# Horizontal single gang receptacle



## 480sparky (Sep 20, 2007)

Not an NEC or life-safety issue.


----------



## Big John (May 23, 2010)

Sounds like a micro-manager, AKA, someone who is way too concerned about trivial bullchit and will make your job harder because of it.


----------



## wcord (Jan 23, 2011)

Horizontal is common for commercial up here.
I have installed a few residential outlets horizontally, but always as part of an architectural detail.


----------



## 3D Electric (Mar 24, 2013)

We install horizontal receptacles all the time, especially in kitchens and bathrooms to stay in the tile backsplash.


----------



## bkmichael65 (Mar 25, 2013)

Some guys get all emotional about the "correct" mounting of a receptacle. Since he's signing your paycheck, just humor him and do it his way


----------



## 480sparky (Sep 20, 2007)




----------



## McClary’s Electrical (Feb 21, 2009)

Receptacles located in baseboards should be horizontal.


----------



## Voltron (Sep 14, 2012)

Outside receptacles on or in brick, look better oriented with the mortar lines. Also for most kitchen island receptacles, I cut in the box horizontal.


----------



## dielectricunion (Nov 29, 2012)

That's what I thought. Doesn't matter to me which way he likes his receptacles, but I wanted to make sure I wasn't crazy.

Thought maybe there was a general disdain for that among electricians or something.


----------



## 3D Electric (Mar 24, 2013)

Now the real question is does everyone put the neural side up on horizontal receptacles?


----------



## 3DDesign (Oct 25, 2014)

3D Electric said:


> Now the real question is does everyone put the neural side up on horizontal receptacles?


Yes always


----------



## 480sparky (Sep 20, 2007)

3D Electric said:


> Now the real question is does everyone put the neural side up on horizontal receptacles?



Which side is this 'neural' side? :laughing:


----------



## bobelectric (Feb 24, 2007)

I put the neutral side up.


----------



## readydave8 (Sep 20, 2009)

I put hot on top so ground is down when my head is tilted to the left, have had great success doing so and highly recommend it

Someone asked me a while back about horizontal receptacles, turned out he was talking about horizontal as in floor receptacles, made for a confusing conversation.


----------



## Jhellwig (Jun 18, 2014)

-=-=-=-=-

** To be done **
a - Which usernames in the forum thread carry a date earlier than 2010?
b - Reproduce everything in the forum thread from "## bobelectric (Feb" down to "a confusing conversation.".

-=-=-=-=-

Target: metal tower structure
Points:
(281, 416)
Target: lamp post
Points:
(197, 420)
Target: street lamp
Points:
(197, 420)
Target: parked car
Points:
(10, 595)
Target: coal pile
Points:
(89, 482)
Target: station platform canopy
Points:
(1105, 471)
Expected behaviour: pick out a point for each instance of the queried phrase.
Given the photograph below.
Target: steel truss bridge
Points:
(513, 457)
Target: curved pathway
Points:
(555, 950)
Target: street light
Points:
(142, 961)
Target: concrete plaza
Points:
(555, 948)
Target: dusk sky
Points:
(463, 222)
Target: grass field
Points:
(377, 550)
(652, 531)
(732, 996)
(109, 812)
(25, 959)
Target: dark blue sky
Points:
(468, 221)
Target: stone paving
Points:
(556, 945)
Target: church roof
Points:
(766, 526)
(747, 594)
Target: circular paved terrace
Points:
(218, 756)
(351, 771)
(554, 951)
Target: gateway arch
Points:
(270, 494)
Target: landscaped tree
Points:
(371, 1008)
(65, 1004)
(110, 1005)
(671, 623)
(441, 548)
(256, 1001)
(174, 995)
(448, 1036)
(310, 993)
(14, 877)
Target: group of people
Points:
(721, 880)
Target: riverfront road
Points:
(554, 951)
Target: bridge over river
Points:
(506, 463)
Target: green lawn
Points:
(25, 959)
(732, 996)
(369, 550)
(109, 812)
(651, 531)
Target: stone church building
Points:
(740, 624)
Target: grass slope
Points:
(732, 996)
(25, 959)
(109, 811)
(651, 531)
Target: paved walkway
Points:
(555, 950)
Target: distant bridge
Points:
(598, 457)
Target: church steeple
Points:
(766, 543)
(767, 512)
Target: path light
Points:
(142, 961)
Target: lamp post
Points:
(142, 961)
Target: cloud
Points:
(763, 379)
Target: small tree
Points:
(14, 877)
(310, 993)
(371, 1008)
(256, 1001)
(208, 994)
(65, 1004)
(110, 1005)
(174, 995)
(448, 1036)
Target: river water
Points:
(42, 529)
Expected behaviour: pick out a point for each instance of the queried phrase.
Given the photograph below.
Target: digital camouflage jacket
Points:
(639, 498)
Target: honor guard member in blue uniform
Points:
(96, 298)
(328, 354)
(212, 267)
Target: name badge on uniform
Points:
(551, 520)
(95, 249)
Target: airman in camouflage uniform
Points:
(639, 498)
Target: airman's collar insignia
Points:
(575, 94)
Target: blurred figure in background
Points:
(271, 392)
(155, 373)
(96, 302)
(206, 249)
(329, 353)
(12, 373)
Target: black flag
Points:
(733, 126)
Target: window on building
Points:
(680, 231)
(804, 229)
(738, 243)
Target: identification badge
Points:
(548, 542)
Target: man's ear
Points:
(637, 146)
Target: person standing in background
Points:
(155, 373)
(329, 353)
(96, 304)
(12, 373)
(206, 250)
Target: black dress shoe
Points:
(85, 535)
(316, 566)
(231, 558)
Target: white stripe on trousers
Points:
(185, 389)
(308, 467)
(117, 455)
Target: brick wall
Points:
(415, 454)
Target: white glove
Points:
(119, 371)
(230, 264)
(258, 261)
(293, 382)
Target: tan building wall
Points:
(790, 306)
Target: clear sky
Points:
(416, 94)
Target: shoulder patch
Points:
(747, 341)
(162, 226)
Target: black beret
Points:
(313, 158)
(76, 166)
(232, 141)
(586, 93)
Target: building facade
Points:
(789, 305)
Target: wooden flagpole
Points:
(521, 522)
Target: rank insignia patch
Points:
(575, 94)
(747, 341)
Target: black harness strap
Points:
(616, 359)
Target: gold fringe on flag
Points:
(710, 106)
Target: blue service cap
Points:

-=-=-=-=-

** Task-by-task solutions **
a - 480sparky, McClary’s Electrical, bobelectric, readydave8

b -
## bobelectric (Feb 24, 2007)

I put the neutral side up.


----------



## readydave8 (Sep 20, 2009)

I put hot on top so ground is down when my head is tilted to the left, have had great success doing so and highly recommend it

Someone asked me a while back about horizontal receptacles, turned out he was talking about horizontal as in floor receptacles, made for a confusing conversation.